#### Written task 1
From the message about as.Date and blank spaces, reproduce everything from "On 6/25/22 6:10" down to "on the console.".
#### Written task 2
Rewrite everything in the records from the line containing "Place one keypoint on each instance of the paint" down to the end of the records, putting "worker's" wherever "man's" appears and changing nothing else. Give only those lines, and leave the pictures out.

#### Supplied text
[Rd] as.Date (and strptime?) does not recognize "  " as a blank

Spencer Graves @pencer@gr@ve@ @end|ng |rom prod@y@e@com
Sat Jun 25 15:13:26 CEST 2022


Hi, Maxim et al.:


On 6/25/22 6:10 AM, Maxim Nazarov wrote:
> Hello,
> 
>> When is a space not a space?
> I guess the answer is when it is a non-breaking one?..
> 
> We can observe:
>   > charToRaw(textutils::HTMLdecode(" "))
>   [1] c2 a0
>   > charToRaw(" ")
>   [1] 20
> So one can argue that everything works correctly - `textutils` function converts HTML's non-breaking space ' ' into R's non-breaking space '\xa0', while %e format of as.Date expects a 'normal' space.
> But this is obviously not user-friendly especially since both symbols are displayed the same way on the console.
> So your options might be to either:
>   * manually change all 'weird' spaces into normal ones with something like gsub("\\h", " ", ..., perl = TRUE) - for the list of other weird spaces see https://www.pcre.org/original/doc/html/pcrepattern.html#genericchartypes
>   * persuade textutils author to change   into a normal space (they seem to be working with a simple lookup table - https://github.com/enricoschumann/textutils/blob/b813c7bd4b55daef5fa7612e3fbfe82962711940/R/char_refs.R#L1465-L1466)

#### Data supplied
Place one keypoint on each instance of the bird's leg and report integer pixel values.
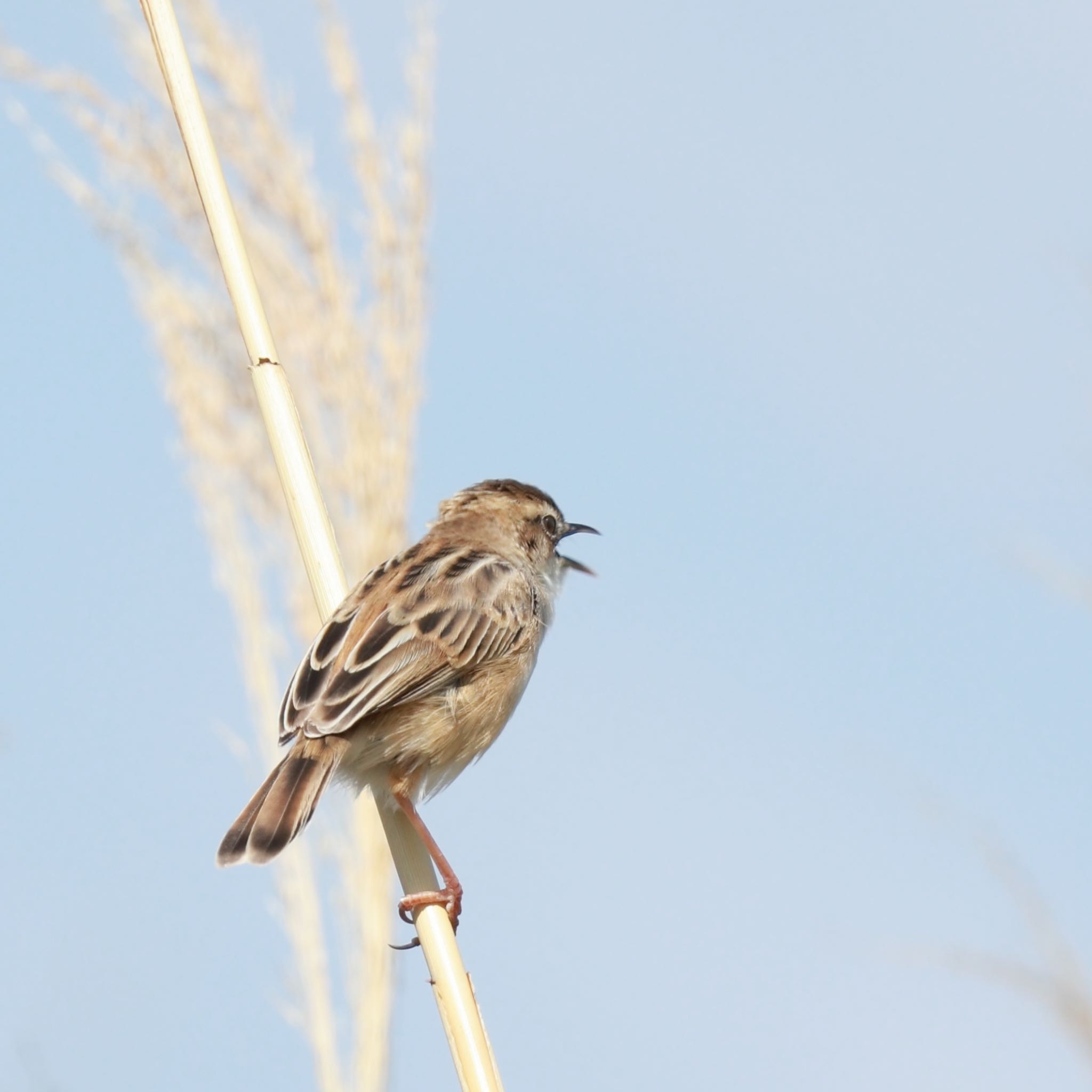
(451, 896)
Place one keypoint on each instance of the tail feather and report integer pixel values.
(283, 806)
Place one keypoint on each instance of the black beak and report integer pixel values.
(576, 529)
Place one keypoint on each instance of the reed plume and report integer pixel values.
(351, 332)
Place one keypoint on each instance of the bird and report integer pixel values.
(416, 673)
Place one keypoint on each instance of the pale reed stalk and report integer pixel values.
(344, 354)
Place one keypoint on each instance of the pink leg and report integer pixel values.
(450, 897)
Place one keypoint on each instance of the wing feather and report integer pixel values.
(406, 630)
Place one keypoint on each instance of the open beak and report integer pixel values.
(576, 529)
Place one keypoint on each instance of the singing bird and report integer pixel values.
(417, 672)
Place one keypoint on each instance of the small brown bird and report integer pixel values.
(416, 673)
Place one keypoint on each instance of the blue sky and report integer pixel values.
(794, 303)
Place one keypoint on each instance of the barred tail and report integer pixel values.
(282, 807)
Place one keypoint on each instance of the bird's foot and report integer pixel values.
(450, 898)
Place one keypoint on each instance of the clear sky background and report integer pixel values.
(794, 303)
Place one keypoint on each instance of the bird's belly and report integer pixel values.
(427, 744)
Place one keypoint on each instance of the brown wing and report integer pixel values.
(406, 630)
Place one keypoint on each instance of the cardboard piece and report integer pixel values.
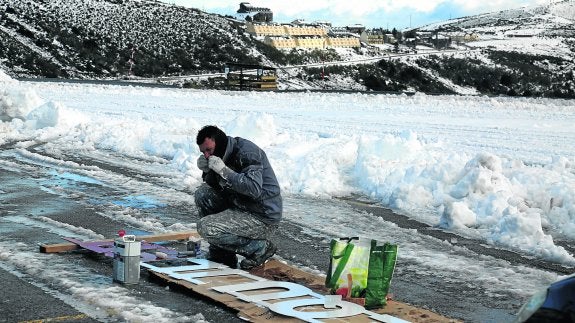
(255, 305)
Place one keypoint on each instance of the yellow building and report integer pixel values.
(290, 36)
(280, 42)
(343, 42)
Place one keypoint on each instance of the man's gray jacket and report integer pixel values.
(253, 186)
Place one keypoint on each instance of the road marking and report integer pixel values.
(58, 319)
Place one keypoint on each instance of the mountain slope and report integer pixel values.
(68, 38)
(528, 51)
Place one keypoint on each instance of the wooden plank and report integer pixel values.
(275, 270)
(68, 246)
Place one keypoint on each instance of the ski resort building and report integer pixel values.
(251, 13)
(288, 36)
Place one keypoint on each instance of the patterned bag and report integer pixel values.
(361, 271)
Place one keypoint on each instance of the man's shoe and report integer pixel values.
(259, 258)
(222, 256)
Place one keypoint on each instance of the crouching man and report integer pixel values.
(239, 203)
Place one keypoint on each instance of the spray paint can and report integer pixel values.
(126, 267)
(194, 247)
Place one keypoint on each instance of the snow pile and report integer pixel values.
(496, 169)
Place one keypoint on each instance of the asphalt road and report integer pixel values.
(40, 205)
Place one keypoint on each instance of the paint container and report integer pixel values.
(194, 246)
(126, 267)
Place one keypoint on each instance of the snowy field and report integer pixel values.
(501, 170)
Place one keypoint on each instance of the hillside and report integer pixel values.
(526, 52)
(101, 38)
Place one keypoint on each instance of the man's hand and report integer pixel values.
(203, 164)
(218, 166)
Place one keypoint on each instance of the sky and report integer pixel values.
(497, 169)
(389, 14)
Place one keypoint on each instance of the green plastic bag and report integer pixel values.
(361, 269)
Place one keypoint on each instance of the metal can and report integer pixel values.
(126, 266)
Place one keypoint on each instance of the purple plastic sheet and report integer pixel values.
(107, 248)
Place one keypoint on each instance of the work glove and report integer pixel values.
(217, 165)
(203, 164)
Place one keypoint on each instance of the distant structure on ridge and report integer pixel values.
(257, 14)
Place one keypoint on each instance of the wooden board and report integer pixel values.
(275, 270)
(68, 246)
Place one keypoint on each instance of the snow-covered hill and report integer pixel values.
(526, 51)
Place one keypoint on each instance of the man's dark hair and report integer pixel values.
(217, 135)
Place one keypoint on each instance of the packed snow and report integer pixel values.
(492, 168)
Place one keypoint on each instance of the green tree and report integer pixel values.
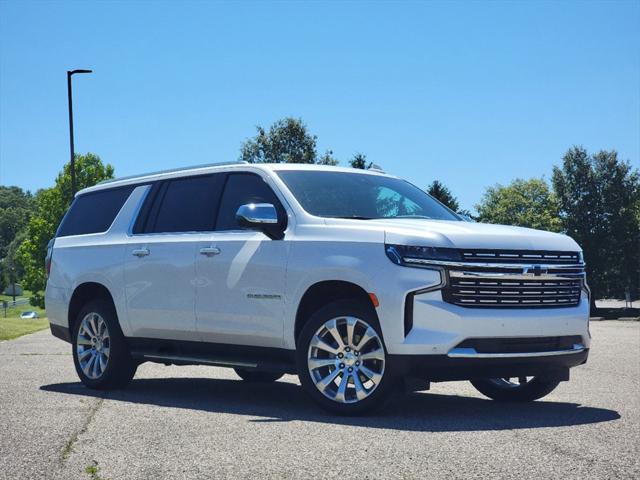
(16, 207)
(286, 141)
(599, 201)
(327, 158)
(440, 192)
(359, 160)
(524, 203)
(51, 205)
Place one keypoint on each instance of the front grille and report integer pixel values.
(521, 344)
(515, 279)
(520, 256)
(494, 292)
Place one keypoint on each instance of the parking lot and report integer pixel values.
(203, 422)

#### Full response 1
On 6/25/22 6:10 AM, Maxim Nazarov wrote:
> Hello,
> 
>> When is a space not a space?
> I guess the answer is when it is a non-breaking one?..
> 
> We can observe:
>   > charToRaw(textutils::HTMLdecode(" "))
>   [1] c2 a0
>   > charToRaw(" ")
>   [1] 20
> So one can argue that everything works correctly - `textutils` function converts HTML's non-breaking space ' ' into R's non-breaking space '\xa0', while %e format of as.Date expects a 'normal' space.
> But this is obviously not user-friendly especially since both symbols are displayed the same way on the console.

#### Full response 2
Place one keypoint on each instance of the paint container and report integer pixel values.
(194, 246)
(126, 267)
Place one keypoint on each instance of the snowy field and report integer pixel values.
(501, 170)
Place one keypoint on each instance of the hillside and report integer pixel values.
(526, 52)
(101, 38)
Place one keypoint on each instance of the worker's hand and report integer pixel values.
(203, 164)
(218, 166)
Place one keypoint on each instance of the sky and report integer pixel values.
(497, 169)
(389, 14)
Place one keypoint on each instance of the green plastic bag and report integer pixel values.
(361, 269)
Place one keypoint on each instance of the metal can and report integer pixel values.
(126, 266)
Place one keypoint on each instance of the purple plastic sheet and report integer pixel values.
(107, 248)
Place one keypoint on each instance of the work glove and report integer pixel values.
(217, 165)
(203, 164)
Place one keypoint on each instance of the distant structure on ridge and report integer pixel values.
(257, 14)
Place one keypoint on each instance of the wooden board and report integer pixel values.
(275, 270)
(68, 246)
Place one keypoint on each instance of the snow-covered hill and report integer pixel values.
(526, 51)
Place one keypoint on each instance of the worker's dark hair and report integer pixel values.
(217, 135)
Place one keypoint on each instance of the packed snow and report integer pixel values.
(492, 168)
Place one keypoint on each instance of the green tree and report integer pixel values.
(16, 207)
(286, 141)
(599, 201)
(327, 158)
(440, 192)
(359, 160)
(524, 203)
(51, 205)
Place one keypoint on each instance of the front grille and report integer pixel values.
(521, 344)
(515, 279)
(520, 256)
(494, 292)
Place one keypoint on each instance of the parking lot and report integer pixel values.
(203, 422)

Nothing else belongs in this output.